### WHAT TO PRODUCE
Every line of the listing below must be printed again exactly, apart from its pictures.

### EXTRACTED RECORDS
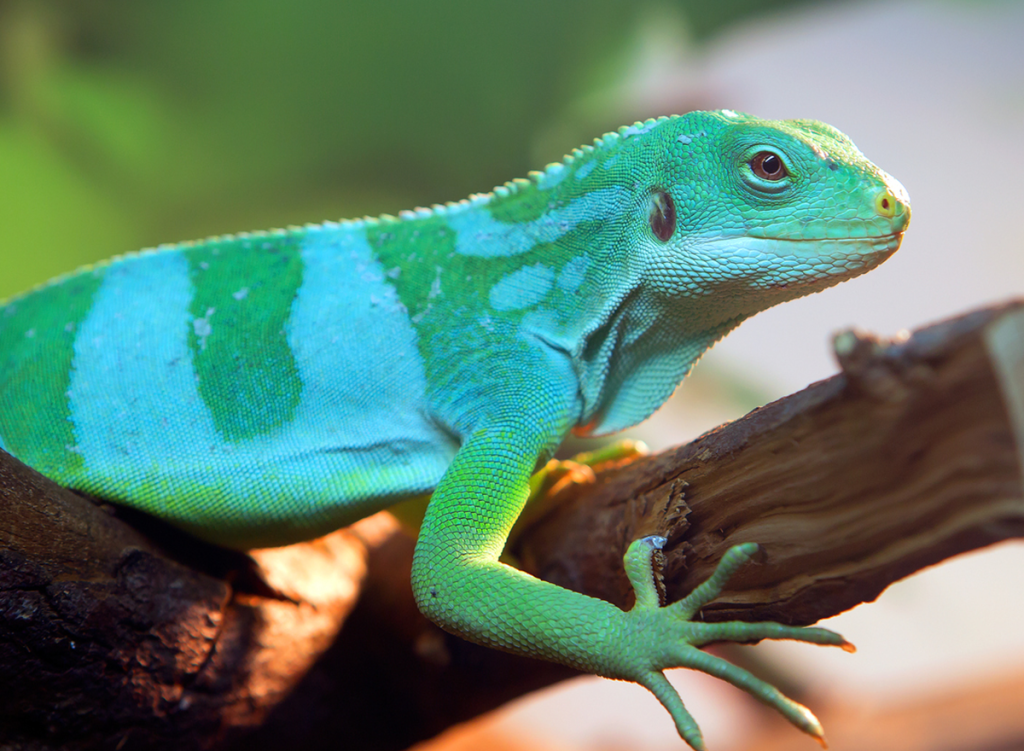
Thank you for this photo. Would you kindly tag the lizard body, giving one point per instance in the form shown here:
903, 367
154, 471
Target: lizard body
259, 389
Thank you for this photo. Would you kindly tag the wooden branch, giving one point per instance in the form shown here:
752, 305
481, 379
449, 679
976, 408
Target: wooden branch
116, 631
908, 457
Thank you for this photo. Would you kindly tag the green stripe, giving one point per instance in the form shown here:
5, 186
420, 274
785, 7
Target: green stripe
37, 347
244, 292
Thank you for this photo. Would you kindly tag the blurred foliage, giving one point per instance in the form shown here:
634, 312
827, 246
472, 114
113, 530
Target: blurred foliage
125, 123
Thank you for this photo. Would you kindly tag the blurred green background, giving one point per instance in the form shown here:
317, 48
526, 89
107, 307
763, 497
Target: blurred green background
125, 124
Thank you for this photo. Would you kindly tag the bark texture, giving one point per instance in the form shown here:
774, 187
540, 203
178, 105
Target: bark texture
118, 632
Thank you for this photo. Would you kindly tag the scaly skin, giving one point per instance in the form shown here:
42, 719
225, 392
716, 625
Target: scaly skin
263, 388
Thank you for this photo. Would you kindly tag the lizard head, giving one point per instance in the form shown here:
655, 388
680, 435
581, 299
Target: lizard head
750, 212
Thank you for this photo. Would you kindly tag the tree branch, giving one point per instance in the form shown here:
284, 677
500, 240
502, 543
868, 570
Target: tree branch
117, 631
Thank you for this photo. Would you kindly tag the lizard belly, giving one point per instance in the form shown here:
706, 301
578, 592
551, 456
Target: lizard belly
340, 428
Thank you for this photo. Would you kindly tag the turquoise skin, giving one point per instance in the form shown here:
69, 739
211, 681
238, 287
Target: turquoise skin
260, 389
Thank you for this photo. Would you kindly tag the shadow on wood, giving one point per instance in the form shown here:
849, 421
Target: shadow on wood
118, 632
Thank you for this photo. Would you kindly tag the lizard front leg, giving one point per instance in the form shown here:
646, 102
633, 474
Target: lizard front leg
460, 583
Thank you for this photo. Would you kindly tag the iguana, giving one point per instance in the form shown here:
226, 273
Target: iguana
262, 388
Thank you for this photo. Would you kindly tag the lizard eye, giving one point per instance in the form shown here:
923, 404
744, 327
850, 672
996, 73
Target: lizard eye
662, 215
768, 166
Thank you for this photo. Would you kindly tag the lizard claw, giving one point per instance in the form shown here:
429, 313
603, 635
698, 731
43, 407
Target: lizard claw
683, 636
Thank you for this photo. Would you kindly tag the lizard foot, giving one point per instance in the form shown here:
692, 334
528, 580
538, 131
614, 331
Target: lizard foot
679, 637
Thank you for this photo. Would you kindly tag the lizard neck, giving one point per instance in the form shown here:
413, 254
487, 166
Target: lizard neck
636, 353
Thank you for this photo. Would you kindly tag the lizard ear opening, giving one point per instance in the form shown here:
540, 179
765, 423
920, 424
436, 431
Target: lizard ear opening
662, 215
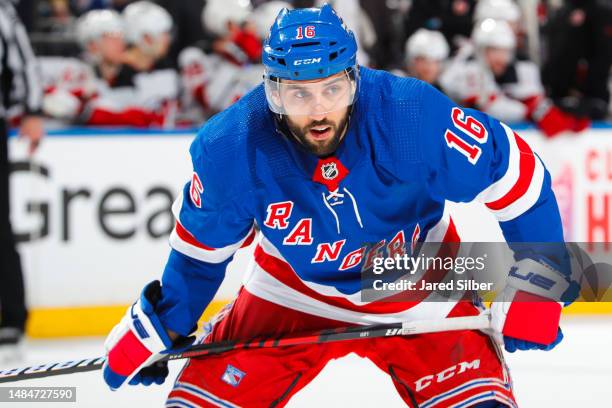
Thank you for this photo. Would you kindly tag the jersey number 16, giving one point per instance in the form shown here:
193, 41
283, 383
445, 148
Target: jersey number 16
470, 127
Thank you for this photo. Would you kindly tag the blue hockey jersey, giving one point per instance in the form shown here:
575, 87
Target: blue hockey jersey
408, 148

### WRITTEN RESPONSE
Thank you for this photo. Would you kindly tag the lizard body, giving one point per instance in the form shown here:
903, 367
154, 471
Target: lizard body
259, 389
Thank you for this photo. Would you kindly tag the wooden branch, giving one point per instance in the form shown here:
752, 305
481, 379
449, 679
976, 408
Target: wooden branch
116, 631
908, 457
Thank you for this photo. Would you kindly tag the green stripe, giving one point per instance in the form shown here:
5, 186
420, 274
785, 7
Target: green stripe
37, 347
244, 292
Thank you for this photo. Would you kindly tag the blurred foliage, giving one point per instance in the form shown here:
634, 312
827, 246
472, 114
113, 530
Target: blurred foliage
125, 123
Thank you for this photo. Would you kindly tag the blurred green background, giving one point per instance in the form shown here:
317, 48
526, 89
107, 307
763, 497
Target: blurred green background
125, 124
Thank you for this photo. Would you kindly tag the bark texture, giving one point per instance in the form shown here:
774, 187
540, 203
178, 105
Target: bark texture
118, 632
Thank you for this photo. Would you kindly tag the scaly skin, giving one point per instance in the form shown here:
42, 719
225, 392
716, 625
Target: scaly skin
263, 388
Thank you for this photo. Would you kindly tag the lizard head, giving one point per instance in the form shown here:
655, 388
680, 435
581, 299
Target: lizard head
750, 212
Thank you for this photo. Would you kindly tag the tree branch, giving one point per instance in the form shown here:
284, 677
500, 240
502, 543
868, 570
Target: tree branch
117, 631
Thank you for this photo. Would you kindly tag the lizard belly, giving one point per instance in the form shown here:
706, 301
578, 592
551, 456
Target: lizard belly
340, 428
Thank you for this photo. Would you kindly tag the turquoise skin, giving one point per instance in the form shown here:
69, 739
211, 681
238, 287
Target: turquoise skin
260, 389
Thank you for this photo. Would you kindly tag the shadow on wood, giving one point per instance in the form shown here:
849, 421
Target: shadow on wood
118, 632
Thank you for this photo. Would you kindly tag the lizard front leg, giving one point per instance in the form shown here:
646, 102
633, 474
Target: lizard front leg
460, 583
Thank you for this photo. Would you kindly tag the iguana, giving one point per instance in the form shown here:
226, 273
Target: iguana
262, 388
Thank you for this photo. Would you kindly tag the lizard eye, giving one point per instance in the form shown here:
923, 404
744, 327
850, 672
996, 73
Target: lizard eye
662, 215
768, 166
Thank you for this photo. Would you kindly tag the lizard claw, giving one point per instance in the form shown here:
429, 313
603, 635
698, 731
43, 407
Target: lizard claw
683, 636
Thank you for this photo. Would you kindly tag the lizard foot, giving one point per instance in the form shown here:
692, 334
528, 580
538, 131
614, 331
Target: lizard foot
679, 637
Thank you for this photo. Would you kindly tag the lizard neck, giving one point per instance in the form shown here:
413, 254
487, 166
Target: lizard neck
636, 353
Thank you for this photo. Would you kindly tag the lizard ear opening, giving one point per instance in the form shown here:
540, 179
765, 423
920, 424
436, 431
Target: lizard ear opening
662, 215
Thank you for this photo. Would you kindly tag the jersey number 16, giving one point per instance in the form shown here:
193, 41
283, 383
445, 148
Target: jersey number 16
470, 127
Thank you for this photo. Would you kindly tag the blue hockey jersey, giving one point per instance in the form shown here:
575, 87
Target: blue hockey jersey
408, 148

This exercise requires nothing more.